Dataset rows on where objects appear
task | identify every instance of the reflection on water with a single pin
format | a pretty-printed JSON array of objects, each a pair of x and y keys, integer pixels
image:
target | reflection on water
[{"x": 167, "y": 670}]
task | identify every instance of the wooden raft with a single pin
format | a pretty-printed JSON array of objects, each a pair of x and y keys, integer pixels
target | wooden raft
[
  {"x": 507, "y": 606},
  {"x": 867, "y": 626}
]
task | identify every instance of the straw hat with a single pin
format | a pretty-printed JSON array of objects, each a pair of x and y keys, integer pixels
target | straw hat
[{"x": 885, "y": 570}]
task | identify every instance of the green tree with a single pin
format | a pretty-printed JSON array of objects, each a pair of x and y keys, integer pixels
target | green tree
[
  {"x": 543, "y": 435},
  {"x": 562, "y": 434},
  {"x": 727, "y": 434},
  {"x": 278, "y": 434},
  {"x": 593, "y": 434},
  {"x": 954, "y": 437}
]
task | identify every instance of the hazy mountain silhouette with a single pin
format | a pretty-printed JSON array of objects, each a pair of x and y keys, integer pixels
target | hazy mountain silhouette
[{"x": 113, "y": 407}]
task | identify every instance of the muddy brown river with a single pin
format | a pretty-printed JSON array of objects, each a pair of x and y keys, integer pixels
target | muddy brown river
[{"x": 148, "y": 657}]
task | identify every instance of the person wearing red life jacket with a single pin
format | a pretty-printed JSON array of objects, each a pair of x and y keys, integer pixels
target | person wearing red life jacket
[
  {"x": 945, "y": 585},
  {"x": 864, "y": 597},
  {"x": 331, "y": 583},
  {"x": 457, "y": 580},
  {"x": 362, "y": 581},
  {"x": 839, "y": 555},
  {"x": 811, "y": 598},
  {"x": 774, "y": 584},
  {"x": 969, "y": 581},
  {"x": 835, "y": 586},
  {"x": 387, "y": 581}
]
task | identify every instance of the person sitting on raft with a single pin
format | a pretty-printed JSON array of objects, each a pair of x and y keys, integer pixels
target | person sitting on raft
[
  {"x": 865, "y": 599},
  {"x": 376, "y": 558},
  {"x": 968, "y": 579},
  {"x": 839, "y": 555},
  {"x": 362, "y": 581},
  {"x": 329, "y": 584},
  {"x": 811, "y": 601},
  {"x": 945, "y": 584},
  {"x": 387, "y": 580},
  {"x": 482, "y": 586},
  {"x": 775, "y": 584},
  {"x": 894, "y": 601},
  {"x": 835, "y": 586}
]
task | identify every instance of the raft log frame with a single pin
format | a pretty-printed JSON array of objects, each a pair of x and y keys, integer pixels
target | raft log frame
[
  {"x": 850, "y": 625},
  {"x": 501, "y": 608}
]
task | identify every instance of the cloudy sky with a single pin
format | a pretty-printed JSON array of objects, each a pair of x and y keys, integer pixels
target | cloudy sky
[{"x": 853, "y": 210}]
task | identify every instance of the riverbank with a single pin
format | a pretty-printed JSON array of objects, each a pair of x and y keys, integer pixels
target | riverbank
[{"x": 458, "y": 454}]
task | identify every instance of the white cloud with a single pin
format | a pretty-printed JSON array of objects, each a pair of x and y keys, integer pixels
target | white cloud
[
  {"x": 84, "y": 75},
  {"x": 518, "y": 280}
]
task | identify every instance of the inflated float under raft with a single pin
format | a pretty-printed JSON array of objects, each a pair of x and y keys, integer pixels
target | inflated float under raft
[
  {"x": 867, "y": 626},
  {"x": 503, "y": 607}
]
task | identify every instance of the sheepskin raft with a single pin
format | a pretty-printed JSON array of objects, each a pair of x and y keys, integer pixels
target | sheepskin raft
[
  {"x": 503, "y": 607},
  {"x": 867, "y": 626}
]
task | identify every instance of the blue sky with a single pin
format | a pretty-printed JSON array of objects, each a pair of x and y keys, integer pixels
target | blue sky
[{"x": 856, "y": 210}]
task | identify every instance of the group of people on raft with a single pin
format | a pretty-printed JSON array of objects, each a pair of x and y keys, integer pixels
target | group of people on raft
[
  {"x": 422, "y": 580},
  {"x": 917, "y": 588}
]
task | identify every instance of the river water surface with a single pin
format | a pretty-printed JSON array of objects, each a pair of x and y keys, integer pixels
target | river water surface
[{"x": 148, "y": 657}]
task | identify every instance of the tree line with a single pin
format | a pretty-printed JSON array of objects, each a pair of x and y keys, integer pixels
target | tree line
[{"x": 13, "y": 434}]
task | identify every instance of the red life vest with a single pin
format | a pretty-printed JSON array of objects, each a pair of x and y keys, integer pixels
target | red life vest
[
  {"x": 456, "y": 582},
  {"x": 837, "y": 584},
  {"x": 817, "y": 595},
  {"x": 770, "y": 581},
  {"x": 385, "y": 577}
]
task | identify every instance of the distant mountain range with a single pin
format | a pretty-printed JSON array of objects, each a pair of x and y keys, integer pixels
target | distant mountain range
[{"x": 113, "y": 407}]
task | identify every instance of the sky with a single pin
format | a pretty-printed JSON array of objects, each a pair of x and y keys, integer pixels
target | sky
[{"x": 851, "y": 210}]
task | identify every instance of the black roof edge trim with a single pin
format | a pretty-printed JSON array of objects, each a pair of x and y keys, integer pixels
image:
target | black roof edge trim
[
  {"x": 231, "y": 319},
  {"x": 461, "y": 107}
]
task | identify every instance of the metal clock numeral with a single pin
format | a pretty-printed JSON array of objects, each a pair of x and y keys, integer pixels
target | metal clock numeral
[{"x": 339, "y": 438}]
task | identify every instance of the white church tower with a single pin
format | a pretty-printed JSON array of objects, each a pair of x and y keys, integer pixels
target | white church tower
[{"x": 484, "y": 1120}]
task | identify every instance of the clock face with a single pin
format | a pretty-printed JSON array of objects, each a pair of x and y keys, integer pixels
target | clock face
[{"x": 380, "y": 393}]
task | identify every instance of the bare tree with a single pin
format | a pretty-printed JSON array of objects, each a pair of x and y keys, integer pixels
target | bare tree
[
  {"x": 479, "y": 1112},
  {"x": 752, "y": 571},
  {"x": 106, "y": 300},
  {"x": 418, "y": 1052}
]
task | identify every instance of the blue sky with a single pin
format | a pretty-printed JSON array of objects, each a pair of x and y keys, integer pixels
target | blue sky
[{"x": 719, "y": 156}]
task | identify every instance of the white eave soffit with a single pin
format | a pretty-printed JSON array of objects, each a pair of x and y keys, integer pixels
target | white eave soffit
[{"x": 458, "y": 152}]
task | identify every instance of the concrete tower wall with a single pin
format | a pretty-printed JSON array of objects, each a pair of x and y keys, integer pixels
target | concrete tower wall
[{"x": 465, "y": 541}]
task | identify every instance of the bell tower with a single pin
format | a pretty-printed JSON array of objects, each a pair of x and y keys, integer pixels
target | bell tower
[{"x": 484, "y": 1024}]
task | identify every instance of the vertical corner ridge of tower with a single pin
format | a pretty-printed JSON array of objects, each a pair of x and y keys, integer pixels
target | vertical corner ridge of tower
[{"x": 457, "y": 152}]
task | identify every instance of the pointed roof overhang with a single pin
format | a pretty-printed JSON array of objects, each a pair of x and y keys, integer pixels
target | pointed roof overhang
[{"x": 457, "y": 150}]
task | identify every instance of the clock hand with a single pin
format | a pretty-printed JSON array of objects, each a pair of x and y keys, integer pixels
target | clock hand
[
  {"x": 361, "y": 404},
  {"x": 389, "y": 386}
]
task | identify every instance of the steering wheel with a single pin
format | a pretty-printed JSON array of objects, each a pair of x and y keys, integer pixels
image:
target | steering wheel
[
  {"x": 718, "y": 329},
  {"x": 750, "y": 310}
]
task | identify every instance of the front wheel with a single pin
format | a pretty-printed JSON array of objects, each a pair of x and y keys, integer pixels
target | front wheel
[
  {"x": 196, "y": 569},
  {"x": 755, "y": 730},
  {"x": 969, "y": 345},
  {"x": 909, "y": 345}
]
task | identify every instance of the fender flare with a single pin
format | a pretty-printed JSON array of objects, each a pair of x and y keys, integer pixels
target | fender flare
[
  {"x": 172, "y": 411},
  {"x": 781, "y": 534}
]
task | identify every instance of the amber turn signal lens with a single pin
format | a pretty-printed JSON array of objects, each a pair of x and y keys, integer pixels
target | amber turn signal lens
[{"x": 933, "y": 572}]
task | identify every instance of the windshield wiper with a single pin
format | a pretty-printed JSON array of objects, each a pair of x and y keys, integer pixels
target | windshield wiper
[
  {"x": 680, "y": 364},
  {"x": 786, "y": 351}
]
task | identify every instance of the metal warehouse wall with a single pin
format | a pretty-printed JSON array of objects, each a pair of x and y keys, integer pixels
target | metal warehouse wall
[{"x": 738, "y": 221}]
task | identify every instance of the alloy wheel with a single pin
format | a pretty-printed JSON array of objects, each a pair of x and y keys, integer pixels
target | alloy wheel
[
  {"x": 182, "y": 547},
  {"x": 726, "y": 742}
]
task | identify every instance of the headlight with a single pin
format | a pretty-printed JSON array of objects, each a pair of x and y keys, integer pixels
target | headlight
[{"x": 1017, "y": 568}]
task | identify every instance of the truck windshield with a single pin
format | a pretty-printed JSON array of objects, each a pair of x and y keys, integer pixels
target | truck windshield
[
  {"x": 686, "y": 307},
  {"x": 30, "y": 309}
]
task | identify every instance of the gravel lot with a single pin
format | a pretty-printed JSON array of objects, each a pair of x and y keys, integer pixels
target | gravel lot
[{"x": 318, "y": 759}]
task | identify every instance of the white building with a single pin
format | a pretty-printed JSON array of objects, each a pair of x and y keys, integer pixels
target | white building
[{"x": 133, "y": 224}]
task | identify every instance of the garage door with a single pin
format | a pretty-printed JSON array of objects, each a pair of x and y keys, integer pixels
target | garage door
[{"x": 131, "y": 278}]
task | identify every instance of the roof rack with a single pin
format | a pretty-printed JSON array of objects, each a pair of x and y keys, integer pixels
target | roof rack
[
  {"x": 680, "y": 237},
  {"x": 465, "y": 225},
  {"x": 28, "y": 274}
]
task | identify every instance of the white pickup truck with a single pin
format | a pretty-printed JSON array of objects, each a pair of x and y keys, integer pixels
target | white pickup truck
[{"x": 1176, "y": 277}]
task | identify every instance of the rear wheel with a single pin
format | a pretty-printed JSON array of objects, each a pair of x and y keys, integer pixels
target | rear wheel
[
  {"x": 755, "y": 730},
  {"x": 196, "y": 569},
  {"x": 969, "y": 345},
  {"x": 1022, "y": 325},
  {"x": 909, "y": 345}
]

■ EXERCISE ■
Write out the lines above from the one containing "task | identify every instance of the gravel" through the last, exactly as they are.

■ EXPECTED ANSWER ■
task | identify every instance of the gravel lot with a single pin
format | a pretty-printed JSON array of objects, each a pair of x and y keys, integer pixels
target | gravel lot
[{"x": 318, "y": 759}]
task | identify every instance of the white building with a single pin
format | a pretty-printed JSON array of objects, each a pair of x and y keys, integer pixels
target | white building
[{"x": 133, "y": 224}]
task | identify every instance of the garage door with a single pin
format | a pretty-printed JSON array of objects, each a pair of x and y keys, integer pixels
target | garage door
[{"x": 131, "y": 278}]
task | identify every instance of the roof rack with a single pin
format | a pretty-printed JSON array of objects, each a pair of x and y keys, integer pixels
target | roof rack
[
  {"x": 680, "y": 237},
  {"x": 465, "y": 225},
  {"x": 28, "y": 274}
]
task | identify every instance of the white pickup truck with a single pin
format | a pretty-printed JSON array of objects, each a pair of x and y keys, integer pixels
target | white pickup truck
[{"x": 1176, "y": 277}]
task | identify every instance of the rear wheel with a single pin
format | a pretty-printed JSON array of objects, each a pair of x and y keys, integer pixels
target | rear wheel
[
  {"x": 755, "y": 730},
  {"x": 196, "y": 569},
  {"x": 969, "y": 345},
  {"x": 1022, "y": 325},
  {"x": 909, "y": 345}
]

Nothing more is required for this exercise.